#### Work item:
Return the lines below exactly, from the first one through the line that has "target = small bush". Leave out everything after it.
────────────────
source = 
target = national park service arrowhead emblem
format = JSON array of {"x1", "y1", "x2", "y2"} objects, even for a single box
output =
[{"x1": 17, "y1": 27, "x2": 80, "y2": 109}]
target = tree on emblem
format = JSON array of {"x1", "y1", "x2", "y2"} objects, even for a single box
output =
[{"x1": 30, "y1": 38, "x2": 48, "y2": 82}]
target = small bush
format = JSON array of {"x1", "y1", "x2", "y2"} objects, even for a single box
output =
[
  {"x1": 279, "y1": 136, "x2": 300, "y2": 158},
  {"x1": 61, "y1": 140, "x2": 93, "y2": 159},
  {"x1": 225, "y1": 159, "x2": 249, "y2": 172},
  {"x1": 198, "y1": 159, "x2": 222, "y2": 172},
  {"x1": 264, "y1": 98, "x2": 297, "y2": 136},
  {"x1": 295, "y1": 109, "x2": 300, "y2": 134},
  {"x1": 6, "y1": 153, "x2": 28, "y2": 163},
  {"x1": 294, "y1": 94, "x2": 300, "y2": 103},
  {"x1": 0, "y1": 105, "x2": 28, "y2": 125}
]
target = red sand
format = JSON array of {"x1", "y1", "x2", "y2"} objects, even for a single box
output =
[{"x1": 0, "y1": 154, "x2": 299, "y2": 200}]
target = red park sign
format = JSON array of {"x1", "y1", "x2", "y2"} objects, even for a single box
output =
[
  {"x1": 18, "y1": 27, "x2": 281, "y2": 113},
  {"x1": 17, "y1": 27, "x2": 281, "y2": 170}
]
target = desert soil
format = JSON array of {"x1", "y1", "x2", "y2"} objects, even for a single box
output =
────────────────
#### Result of this task:
source = 
target = national park service arrowhead emblem
format = JSON array of {"x1", "y1", "x2", "y2"} objects, even for a single box
output =
[{"x1": 17, "y1": 27, "x2": 80, "y2": 109}]
target = tree on emblem
format = JSON array of {"x1", "y1", "x2", "y2"} objects, even for a single box
output =
[{"x1": 30, "y1": 38, "x2": 48, "y2": 82}]
target = small bush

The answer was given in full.